-------- Extrait du document --------
Les nationalistes écossais au centre du jeu électoral britannique

Les nationalistes écossais pourraient réaliser un raz-de-marée aux élections générales du 7 mai. Leur chef de file, Nicola Sturgeon, est devenue une des politiques les plus populaires du pays, pas seulement en Ecosse. Mais la constitution d'une majorité sera difficile.
Nicola Sturgeon, leader du SNP écossais et première ministre d'Ecosse.

La campagne électorale britannique de 2010 avait été marquée par une « Cleggmania », du nom du leader du parti libéral-démocrate Nick Clegg. Ce dernier avait si bien réussi sa campagne qu'il était devenu, selon les sondages, l'homme politique le plus populaire du Royaume-Uni depuis Winston Churchill. Cette « Cleggmania » qui n'avait pas empêché les « Lib-Dems » de perdre cinq sièges lors du scrutin appartient désormais à l'histoire. Devenu vice-premier ministre après son alliance avec les Conservateurs de David Cameron, Nick Clegg, n'est plus guère populaire et son parti devrait lutter pour atteindre 10 % des voix, le pire score de l'histoire du parti. Il faudra remonter aux élections de février 1974 pour voir un parti libéral britannique faire un pire score. Sic transit gloria mundi.

Sturgeon Mania

Mais en attendant, une autre « mania » a pris le relais durant cette campagne de 2015 outre-Manche, c'est la « Sturgeon-Mania », du nom cette fois de la première ministre écossaise Nicola Sturgeon, leader du parti indépendantiste écossais, le Scottish National Party (SNP). Celle qui a remplacé en septembre dernier, après l'échec du référendum sur l'indépendance le mythique Alex Salmond, a en effet remporté, selon bon nombre de sondages, le débat télévisé qui a opposé les principaux partis britanniques le 2 avril dernier. Directe, combative, sans langue de bois, elle a clairement tranché avec les discours habituels des politiciens de Westminster. Sur Twitter, beaucoup d'Anglais ont demandé ironiquement comment ils pouvaient voter pour le SNP !
-------- Données fournies --------
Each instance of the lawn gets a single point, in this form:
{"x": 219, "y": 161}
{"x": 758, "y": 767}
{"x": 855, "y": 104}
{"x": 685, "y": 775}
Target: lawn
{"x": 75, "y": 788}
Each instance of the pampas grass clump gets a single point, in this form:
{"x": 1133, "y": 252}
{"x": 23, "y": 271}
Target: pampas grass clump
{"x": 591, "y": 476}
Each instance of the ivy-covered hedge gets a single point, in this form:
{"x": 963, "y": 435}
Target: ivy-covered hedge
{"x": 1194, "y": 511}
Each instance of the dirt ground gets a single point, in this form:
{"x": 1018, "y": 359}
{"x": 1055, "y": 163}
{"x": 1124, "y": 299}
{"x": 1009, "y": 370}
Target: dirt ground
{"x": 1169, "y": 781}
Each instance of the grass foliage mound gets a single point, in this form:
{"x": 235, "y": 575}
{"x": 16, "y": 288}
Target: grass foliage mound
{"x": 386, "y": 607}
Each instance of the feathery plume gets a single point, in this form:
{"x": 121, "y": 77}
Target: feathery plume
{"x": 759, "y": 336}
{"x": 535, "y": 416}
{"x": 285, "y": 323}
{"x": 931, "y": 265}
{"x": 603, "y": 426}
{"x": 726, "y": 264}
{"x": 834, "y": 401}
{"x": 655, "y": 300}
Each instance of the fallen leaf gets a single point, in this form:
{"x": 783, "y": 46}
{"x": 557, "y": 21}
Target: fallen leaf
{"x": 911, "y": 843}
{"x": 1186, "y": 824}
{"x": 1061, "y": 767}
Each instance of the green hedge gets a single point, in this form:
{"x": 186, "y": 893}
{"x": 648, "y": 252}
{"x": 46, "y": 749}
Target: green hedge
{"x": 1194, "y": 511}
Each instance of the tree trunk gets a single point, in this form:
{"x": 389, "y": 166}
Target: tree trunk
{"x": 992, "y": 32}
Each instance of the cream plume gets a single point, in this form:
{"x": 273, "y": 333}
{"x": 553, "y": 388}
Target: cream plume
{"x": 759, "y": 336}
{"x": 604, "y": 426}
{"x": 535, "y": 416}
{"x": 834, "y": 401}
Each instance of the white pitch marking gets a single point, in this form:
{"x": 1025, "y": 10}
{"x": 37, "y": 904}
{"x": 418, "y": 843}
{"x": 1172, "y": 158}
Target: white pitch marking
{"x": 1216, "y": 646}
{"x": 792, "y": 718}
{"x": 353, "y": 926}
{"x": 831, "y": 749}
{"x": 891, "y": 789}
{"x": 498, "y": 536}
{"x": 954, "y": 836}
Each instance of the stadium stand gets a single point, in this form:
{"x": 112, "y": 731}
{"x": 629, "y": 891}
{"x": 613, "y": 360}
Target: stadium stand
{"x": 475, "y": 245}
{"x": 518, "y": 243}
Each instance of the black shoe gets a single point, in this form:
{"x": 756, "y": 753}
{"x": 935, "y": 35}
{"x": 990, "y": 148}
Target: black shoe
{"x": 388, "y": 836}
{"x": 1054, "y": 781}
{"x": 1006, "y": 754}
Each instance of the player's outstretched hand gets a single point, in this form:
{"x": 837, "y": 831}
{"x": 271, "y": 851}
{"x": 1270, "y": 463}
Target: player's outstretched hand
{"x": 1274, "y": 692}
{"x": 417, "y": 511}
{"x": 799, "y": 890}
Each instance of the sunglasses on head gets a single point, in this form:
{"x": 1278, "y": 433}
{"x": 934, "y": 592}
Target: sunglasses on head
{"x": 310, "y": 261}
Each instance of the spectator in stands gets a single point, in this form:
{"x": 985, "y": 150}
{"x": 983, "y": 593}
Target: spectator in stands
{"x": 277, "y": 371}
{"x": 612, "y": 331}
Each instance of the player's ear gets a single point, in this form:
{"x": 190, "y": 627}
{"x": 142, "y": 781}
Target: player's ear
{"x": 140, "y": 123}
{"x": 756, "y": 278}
--------
## Consignes
a – D'après l'article sur les nationalistes écossais, quel jour s'est tenu le débat télévisé entre les principaux partis britanniques ?
b – Dressez la liste complète des personnes nommées dans l'article sur les nationalistes écossais.
c – Reproduisez à l'identique le passage de l'article sur les nationalistes écossais qui s'ouvre sur les mots contenant « Les nationalistes écossais au » et se termine par « majorité sera difficile. ».

## Réponses par consigne
a – Le 2 avril.

b –
- Nicola Sturgeon
- Nick Clegg
- Winston Churchill
- David Cameron
- Alex Salmond

c –
Les nationalistes écossais au centre du jeu électoral britannique

Les nationalistes écossais pourraient réaliser un raz-de-marée aux élections générales du 7 mai. Leur chef de file, Nicola Sturgeon, est devenue une des politiques les plus populaires du pays, pas seulement en Ecosse. Mais la constitution d'une majorité sera difficile.